GIVEN PROBLEM
Return the records in full, exactly as given.

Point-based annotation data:
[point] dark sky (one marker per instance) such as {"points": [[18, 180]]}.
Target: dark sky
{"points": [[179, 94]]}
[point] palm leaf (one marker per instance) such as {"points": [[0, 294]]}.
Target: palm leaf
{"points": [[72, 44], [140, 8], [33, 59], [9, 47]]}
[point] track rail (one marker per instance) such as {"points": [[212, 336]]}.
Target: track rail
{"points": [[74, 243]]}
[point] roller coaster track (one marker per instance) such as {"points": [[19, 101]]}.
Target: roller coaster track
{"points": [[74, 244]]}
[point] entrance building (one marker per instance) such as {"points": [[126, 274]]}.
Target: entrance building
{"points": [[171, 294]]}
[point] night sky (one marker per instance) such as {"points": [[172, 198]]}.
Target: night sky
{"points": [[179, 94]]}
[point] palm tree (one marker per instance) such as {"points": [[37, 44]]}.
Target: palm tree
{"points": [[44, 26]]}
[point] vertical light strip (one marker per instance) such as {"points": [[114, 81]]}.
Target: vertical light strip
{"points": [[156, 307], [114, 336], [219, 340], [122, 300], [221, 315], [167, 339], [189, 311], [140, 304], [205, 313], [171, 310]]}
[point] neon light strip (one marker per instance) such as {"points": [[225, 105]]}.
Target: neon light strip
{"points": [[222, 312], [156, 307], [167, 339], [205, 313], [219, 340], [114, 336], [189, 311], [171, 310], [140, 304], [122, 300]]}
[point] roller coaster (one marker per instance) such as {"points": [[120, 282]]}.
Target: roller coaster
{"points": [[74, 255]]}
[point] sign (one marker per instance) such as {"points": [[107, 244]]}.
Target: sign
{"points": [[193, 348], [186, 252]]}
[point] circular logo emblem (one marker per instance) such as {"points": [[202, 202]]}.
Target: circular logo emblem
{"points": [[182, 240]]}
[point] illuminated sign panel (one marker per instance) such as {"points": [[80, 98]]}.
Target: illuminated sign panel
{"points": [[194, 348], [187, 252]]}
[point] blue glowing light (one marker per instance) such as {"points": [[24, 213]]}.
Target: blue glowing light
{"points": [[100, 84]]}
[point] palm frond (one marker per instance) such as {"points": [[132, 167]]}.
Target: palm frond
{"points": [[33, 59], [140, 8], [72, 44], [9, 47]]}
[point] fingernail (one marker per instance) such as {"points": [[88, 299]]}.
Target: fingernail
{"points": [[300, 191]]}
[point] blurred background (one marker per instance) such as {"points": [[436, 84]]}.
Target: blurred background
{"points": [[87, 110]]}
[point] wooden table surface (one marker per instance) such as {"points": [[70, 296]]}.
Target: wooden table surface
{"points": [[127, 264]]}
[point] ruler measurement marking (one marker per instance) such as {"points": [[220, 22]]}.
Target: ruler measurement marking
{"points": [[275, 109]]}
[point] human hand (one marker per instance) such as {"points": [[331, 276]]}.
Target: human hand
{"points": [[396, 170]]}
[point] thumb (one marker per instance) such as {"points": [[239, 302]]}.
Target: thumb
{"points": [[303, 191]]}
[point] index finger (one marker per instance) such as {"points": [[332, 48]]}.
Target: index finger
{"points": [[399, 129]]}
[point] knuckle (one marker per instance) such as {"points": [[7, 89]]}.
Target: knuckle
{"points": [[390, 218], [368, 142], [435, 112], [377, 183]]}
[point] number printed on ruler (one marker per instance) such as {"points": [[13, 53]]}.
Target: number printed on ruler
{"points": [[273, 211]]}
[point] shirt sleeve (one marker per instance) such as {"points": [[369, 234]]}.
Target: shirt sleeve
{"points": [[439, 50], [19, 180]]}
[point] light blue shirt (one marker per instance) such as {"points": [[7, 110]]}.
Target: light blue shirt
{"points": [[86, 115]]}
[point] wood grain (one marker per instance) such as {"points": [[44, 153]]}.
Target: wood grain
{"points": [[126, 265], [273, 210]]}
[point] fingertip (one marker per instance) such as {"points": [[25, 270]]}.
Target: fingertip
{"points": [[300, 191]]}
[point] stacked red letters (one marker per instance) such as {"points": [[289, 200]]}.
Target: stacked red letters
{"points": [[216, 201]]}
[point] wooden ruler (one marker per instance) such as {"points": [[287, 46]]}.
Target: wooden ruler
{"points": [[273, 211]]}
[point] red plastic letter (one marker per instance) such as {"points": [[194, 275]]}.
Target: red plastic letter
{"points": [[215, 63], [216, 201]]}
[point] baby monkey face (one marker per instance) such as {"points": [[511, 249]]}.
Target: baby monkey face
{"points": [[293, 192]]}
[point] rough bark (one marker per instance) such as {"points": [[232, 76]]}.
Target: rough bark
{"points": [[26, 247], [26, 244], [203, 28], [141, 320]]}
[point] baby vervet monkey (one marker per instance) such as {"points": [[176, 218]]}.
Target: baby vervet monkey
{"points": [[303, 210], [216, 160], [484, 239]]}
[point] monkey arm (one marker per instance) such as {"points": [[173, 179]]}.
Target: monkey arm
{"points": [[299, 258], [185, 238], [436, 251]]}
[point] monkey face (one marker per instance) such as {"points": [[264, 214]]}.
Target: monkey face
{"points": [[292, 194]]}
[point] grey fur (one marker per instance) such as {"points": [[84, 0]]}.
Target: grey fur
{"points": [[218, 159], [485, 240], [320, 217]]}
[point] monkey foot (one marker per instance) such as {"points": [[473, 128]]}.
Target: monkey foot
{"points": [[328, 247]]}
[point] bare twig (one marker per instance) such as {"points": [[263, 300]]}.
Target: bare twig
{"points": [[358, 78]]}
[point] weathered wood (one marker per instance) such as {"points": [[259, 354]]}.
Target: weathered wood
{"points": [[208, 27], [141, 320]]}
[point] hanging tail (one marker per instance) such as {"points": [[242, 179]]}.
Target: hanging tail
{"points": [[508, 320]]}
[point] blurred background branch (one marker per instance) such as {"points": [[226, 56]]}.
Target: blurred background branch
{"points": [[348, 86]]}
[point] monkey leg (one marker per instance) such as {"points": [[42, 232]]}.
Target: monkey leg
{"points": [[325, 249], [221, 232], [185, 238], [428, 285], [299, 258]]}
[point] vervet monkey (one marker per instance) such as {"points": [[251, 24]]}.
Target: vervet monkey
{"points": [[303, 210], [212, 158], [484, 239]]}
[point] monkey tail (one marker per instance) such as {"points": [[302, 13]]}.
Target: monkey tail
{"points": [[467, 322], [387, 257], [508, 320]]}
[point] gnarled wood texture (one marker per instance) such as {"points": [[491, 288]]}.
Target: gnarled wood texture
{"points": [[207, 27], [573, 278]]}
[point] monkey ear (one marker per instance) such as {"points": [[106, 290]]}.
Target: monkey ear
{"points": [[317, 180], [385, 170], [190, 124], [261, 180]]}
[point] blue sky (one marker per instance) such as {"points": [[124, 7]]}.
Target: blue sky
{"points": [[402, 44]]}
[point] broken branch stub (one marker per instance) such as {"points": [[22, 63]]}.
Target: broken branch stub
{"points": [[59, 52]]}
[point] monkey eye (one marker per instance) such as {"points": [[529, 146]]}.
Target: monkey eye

COMPLETED TASK
[point] dark sky (one marker per instance) such as {"points": [[18, 180]]}.
Target: dark sky
{"points": [[179, 94]]}
[point] palm leaf (one marker per instance) such as {"points": [[0, 294]]}.
Target: palm leaf
{"points": [[72, 44], [140, 8], [33, 59], [9, 47]]}
[point] track rail (one marker per instance) such as {"points": [[212, 336]]}.
Target: track rail
{"points": [[74, 243]]}
[point] roller coaster track (one marker per instance) such as {"points": [[19, 101]]}.
Target: roller coaster track
{"points": [[74, 244]]}
[point] entrance building (one marker per instance) such as {"points": [[126, 274]]}.
Target: entrance building
{"points": [[171, 294]]}
[point] night sky (one marker per instance) such as {"points": [[172, 198]]}.
Target: night sky
{"points": [[179, 94]]}
[point] palm tree (one marker per instance) such as {"points": [[37, 44]]}.
Target: palm tree
{"points": [[44, 26]]}
[point] vertical light strip (one marker per instance) such as {"points": [[114, 81]]}.
Target: vertical light strip
{"points": [[156, 307], [114, 336], [219, 340], [122, 300], [221, 315], [167, 339], [189, 311], [140, 304], [205, 313], [171, 310]]}
[point] neon light strip (one marker per instance) such as {"points": [[225, 105]]}.
Target: neon light strip
{"points": [[222, 312], [156, 307], [167, 339], [205, 313], [219, 340], [114, 336], [189, 311], [171, 310], [140, 304], [122, 300]]}
[point] roller coaster (one marker per instance) such as {"points": [[120, 282]]}.
Target: roller coaster
{"points": [[74, 255]]}
[point] sign (one marker per instance) such as {"points": [[107, 244]]}.
Target: sign
{"points": [[193, 348], [186, 252]]}
[point] circular logo emblem (one marker per instance) such as {"points": [[202, 202]]}.
Target: circular logo emblem
{"points": [[182, 240]]}
[point] illuminated sign panel (one marker per instance) such as {"points": [[80, 98]]}.
Target: illuminated sign panel
{"points": [[194, 348], [187, 252]]}
[point] blue glowing light (one marker per instance) such as {"points": [[24, 213]]}.
Target: blue glowing light
{"points": [[100, 84]]}
[point] palm frond (one marker per instance) such as {"points": [[132, 167]]}.
Target: palm frond
{"points": [[33, 59], [140, 8], [72, 44], [9, 47]]}
[point] fingernail (one marker per instance) such as {"points": [[88, 299]]}.
Target: fingernail
{"points": [[300, 191]]}
[point] blurred background (one marker per instance) such as {"points": [[436, 84]]}.
Target: blurred background
{"points": [[87, 110]]}
[point] wooden table surface (one marker per instance) such as {"points": [[70, 296]]}.
Target: wooden table surface
{"points": [[127, 264]]}
[point] ruler measurement marking (one marker per instance) such as {"points": [[220, 22]]}.
Target: ruler measurement marking
{"points": [[275, 109]]}
[point] human hand (one marker per instance) such as {"points": [[331, 276]]}.
Target: human hand
{"points": [[396, 170]]}
[point] thumb (one marker per instance) such as {"points": [[239, 302]]}.
Target: thumb
{"points": [[303, 191]]}
[point] index finger (one marker per instance) such as {"points": [[332, 48]]}.
Target: index finger
{"points": [[399, 129]]}
[point] knuckle (one marker per instance) such as {"points": [[7, 89]]}.
Target: knuckle
{"points": [[390, 218], [368, 142], [435, 112], [377, 183]]}
[point] number printed on ruler (one marker per instance) such as {"points": [[13, 53]]}.
Target: number printed on ruler
{"points": [[273, 211]]}
[point] shirt sleeve (one marker per instance) such as {"points": [[369, 234]]}.
Target: shirt sleeve
{"points": [[439, 50], [19, 180]]}
[point] light blue shirt (one marker per instance) such as {"points": [[7, 110]]}.
Target: light blue shirt
{"points": [[86, 115]]}
[point] wood grain (one marker per instance) such as {"points": [[44, 153]]}.
Target: wood grain
{"points": [[126, 265], [273, 210]]}
[point] fingertip (one marker per instance) such as {"points": [[25, 270]]}.
Target: fingertip
{"points": [[300, 191]]}
[point] stacked red letters (one marker per instance) such as {"points": [[289, 200]]}.
Target: stacked red letters
{"points": [[216, 201]]}
[point] wooden ruler (one marker per instance) such as {"points": [[287, 46]]}.
Target: wooden ruler
{"points": [[273, 211]]}
[point] red plastic letter (one marker per instance) such as {"points": [[194, 275]]}.
Target: red plastic letter
{"points": [[215, 63], [216, 201]]}
[point] baby monkey face (one marker per instance) such as {"points": [[511, 249]]}.
Target: baby monkey face
{"points": [[293, 192]]}
[point] rough bark (one marker per instance) such as {"points": [[232, 76]]}.
Target: rough bark
{"points": [[26, 247], [26, 244], [203, 28], [141, 320]]}
[point] baby vervet monkey (one marker per instance) such as {"points": [[176, 218]]}.
Target: baby vervet monkey
{"points": [[303, 210], [216, 160], [484, 239]]}
[point] monkey arm (one marker per instance) such as {"points": [[173, 179]]}.
Target: monkey arm
{"points": [[299, 258], [185, 238], [436, 251]]}
[point] monkey face (one marker per instance) such as {"points": [[264, 214]]}.
Target: monkey face
{"points": [[292, 194]]}
[point] grey fur (one marker per instance) such as {"points": [[84, 0]]}.
Target: grey fur
{"points": [[218, 159], [485, 240], [320, 217]]}
[point] monkey foot (one marker per instance) such as {"points": [[473, 128]]}.
Target: monkey foot
{"points": [[328, 247]]}
[point] bare twig (one marker per instance) such as {"points": [[263, 300]]}.
Target: bare twig
{"points": [[358, 78]]}
[point] weathered wood (one marker per instance) such as {"points": [[259, 354]]}.
Target: weathered wood
{"points": [[208, 27], [141, 320]]}
[point] hanging tail (one marker per instance) such as {"points": [[242, 179]]}.
Target: hanging tail
{"points": [[508, 320]]}
[point] blurred background branch (one marker per instance) such as {"points": [[226, 56]]}.
Target: blurred background branch
{"points": [[348, 86]]}
[point] monkey leg (one marker per instance) such as {"points": [[42, 232]]}.
Target: monkey leg
{"points": [[325, 249], [221, 232], [185, 238], [428, 285], [299, 258]]}
[point] vervet monkey (one marker per instance) such as {"points": [[251, 24]]}.
Target: vervet monkey
{"points": [[303, 210], [212, 158], [484, 239]]}
[point] monkey tail (one marker per instance) such as {"points": [[302, 13]]}.
Target: monkey tail
{"points": [[467, 322], [387, 257], [508, 320]]}
[point] gnarled wood texture (one marker per instance) such as {"points": [[491, 288]]}.
Target: gnarled wood texture
{"points": [[207, 27], [573, 278]]}
[point] monkey ear (one marker per instance) such as {"points": [[106, 290]]}.
Target: monkey ear
{"points": [[317, 180], [385, 170], [190, 124], [261, 180]]}
[point] blue sky (one marker per instance) such as {"points": [[124, 7]]}.
Target: blue sky
{"points": [[402, 44]]}
[point] broken branch stub (one marker per instance) such as {"points": [[22, 63]]}.
Target: broken branch stub
{"points": [[59, 52]]}
[point] monkey eye (one marker per instance) such as {"points": [[529, 146]]}.
Target: monkey eye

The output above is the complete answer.